● Material for this task:
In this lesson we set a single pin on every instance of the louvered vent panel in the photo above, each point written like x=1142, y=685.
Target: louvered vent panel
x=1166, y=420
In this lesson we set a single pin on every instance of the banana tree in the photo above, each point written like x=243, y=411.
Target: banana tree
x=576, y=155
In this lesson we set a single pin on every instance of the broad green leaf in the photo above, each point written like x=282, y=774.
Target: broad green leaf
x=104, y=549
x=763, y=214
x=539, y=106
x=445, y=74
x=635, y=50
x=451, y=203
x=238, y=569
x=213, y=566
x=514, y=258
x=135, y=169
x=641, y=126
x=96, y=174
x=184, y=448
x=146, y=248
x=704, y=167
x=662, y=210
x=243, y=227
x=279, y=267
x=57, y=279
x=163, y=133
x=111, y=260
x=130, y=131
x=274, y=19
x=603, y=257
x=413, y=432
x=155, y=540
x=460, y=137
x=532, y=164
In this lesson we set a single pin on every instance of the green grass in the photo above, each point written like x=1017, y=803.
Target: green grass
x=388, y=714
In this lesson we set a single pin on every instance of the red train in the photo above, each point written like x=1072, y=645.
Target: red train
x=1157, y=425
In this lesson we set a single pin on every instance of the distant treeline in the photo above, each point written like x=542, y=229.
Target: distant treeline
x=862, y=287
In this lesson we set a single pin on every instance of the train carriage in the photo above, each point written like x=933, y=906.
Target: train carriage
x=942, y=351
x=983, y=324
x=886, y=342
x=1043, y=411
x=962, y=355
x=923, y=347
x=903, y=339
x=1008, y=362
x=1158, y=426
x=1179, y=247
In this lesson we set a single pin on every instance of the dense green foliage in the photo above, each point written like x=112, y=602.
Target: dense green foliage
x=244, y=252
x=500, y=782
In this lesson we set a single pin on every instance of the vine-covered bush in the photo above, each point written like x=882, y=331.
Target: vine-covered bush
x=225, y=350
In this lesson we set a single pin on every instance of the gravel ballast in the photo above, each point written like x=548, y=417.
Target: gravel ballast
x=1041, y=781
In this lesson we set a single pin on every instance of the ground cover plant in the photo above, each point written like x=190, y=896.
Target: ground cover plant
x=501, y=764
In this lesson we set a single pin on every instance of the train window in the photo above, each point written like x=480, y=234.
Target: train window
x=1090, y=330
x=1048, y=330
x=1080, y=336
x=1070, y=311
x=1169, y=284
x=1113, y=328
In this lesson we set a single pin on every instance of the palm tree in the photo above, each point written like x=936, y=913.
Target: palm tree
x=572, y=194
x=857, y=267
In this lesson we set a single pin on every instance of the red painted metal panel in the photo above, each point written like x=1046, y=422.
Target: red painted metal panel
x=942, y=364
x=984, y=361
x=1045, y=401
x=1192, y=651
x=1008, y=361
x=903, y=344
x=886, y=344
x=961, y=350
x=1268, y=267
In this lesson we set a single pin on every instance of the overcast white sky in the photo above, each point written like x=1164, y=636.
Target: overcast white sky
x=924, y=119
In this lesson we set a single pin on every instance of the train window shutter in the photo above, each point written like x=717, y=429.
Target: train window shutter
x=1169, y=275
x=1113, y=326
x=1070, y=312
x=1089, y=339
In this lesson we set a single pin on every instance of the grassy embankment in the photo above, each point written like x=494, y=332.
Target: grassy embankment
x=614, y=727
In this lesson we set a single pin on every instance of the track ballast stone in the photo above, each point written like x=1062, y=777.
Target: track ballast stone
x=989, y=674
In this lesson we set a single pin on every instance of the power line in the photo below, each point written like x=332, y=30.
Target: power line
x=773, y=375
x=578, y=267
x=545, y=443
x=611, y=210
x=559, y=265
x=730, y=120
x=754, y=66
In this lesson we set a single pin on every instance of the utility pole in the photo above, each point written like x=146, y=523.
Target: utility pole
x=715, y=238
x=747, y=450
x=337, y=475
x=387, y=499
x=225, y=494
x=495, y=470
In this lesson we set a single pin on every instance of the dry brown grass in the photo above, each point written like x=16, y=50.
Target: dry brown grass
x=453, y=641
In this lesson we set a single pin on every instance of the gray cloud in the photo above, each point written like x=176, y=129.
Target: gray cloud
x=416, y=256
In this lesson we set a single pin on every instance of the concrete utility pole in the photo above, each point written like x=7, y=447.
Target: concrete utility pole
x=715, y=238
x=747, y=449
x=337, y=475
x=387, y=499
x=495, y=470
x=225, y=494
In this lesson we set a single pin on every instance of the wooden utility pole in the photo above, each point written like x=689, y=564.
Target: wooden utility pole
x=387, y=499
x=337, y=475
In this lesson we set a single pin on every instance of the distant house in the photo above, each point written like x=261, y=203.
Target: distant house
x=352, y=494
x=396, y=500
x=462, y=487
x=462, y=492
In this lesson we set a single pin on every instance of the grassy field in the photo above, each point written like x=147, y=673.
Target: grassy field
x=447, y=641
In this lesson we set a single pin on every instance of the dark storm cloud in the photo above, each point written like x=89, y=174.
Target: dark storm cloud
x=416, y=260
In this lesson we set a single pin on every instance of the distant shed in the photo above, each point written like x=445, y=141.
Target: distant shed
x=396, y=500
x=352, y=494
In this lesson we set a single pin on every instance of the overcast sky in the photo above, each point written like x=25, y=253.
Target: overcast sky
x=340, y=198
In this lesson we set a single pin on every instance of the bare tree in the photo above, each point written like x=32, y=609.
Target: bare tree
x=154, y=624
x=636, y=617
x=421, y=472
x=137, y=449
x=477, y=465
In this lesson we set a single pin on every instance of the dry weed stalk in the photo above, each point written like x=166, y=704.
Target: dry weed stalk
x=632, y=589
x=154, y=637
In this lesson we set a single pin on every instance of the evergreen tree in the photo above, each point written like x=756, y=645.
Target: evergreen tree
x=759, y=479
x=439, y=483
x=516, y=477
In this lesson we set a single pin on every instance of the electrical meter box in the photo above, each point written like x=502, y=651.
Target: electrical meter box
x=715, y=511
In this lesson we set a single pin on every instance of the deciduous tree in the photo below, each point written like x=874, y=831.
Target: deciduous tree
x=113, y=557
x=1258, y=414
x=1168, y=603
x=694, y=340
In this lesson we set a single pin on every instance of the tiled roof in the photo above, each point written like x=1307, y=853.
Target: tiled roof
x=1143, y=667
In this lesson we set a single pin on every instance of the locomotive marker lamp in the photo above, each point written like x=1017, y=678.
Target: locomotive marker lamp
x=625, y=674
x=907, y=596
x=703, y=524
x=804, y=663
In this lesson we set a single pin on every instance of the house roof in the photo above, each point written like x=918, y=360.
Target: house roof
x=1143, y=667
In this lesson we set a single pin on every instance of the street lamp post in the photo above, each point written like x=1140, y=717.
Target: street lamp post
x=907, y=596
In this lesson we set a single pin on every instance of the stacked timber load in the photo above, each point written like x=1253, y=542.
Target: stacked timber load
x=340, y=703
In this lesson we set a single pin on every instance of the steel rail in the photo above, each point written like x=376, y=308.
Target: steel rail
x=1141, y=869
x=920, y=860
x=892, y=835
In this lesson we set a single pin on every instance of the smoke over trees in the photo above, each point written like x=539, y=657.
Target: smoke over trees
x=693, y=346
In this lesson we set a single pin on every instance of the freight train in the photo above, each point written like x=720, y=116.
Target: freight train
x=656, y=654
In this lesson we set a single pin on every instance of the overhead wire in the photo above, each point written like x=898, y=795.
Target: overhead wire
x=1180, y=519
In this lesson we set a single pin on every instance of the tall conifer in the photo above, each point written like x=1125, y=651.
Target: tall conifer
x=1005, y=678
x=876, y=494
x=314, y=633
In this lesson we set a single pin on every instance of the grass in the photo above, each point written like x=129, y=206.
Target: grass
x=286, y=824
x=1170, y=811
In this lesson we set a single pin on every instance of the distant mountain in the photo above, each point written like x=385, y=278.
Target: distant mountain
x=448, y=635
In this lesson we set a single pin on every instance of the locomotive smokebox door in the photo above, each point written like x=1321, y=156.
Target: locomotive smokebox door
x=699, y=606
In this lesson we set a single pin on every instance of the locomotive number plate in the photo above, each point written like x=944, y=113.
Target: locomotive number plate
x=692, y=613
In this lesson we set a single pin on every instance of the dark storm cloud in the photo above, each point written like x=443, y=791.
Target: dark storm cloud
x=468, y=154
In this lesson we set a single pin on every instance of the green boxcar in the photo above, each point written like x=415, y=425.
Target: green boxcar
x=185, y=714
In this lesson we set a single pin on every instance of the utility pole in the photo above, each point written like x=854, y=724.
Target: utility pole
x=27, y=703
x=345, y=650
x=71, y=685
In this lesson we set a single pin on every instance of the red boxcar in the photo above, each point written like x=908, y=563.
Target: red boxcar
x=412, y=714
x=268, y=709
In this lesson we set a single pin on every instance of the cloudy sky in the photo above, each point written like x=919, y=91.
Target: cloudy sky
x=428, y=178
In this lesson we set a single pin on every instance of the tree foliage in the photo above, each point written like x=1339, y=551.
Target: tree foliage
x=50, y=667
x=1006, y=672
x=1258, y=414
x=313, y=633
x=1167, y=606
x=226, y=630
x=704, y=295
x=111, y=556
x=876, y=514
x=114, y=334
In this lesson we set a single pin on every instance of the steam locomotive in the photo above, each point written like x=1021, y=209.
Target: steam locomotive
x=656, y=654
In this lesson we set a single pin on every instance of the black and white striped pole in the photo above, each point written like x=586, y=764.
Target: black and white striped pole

● Task to carry out:
Please copy the records word for word, starting at the line that contains "like x=147, y=673." and stopping after the line that contains "x=715, y=511".

● Solution below:
In this lesson we set a single pin on every instance of the grassy field in the photo above, each point written like x=147, y=673.
Target: grassy field
x=447, y=641
In this lesson we set a single pin on every instance of the dark storm cloud in the photo above, each point written like x=89, y=174.
Target: dark storm cloud
x=416, y=260
In this lesson we set a single pin on every instance of the distant shed in the photo above, each point written like x=445, y=141.
Target: distant shed
x=396, y=500
x=352, y=494
In this lesson we set a single pin on every instance of the overcast sky in the photo above, each point written like x=25, y=253.
Target: overcast sky
x=340, y=198
In this lesson we set a single pin on every instance of the bare tree in the photo above, each point written like x=32, y=609.
Target: bare tree
x=154, y=624
x=636, y=617
x=421, y=472
x=137, y=449
x=477, y=465
In this lesson we set a single pin on every instance of the dry weed stalk in the photo above, each point written like x=166, y=704.
Target: dry weed stalk
x=632, y=589
x=154, y=637
In this lesson we set a single pin on every instance of the evergreen tree in the photo above, each point written like x=756, y=645.
Target: evergreen tree
x=759, y=479
x=439, y=483
x=516, y=477
In this lesson we set a single pin on every instance of the electrical meter box in the photo above, each point written like x=502, y=651.
Target: electrical meter box
x=715, y=511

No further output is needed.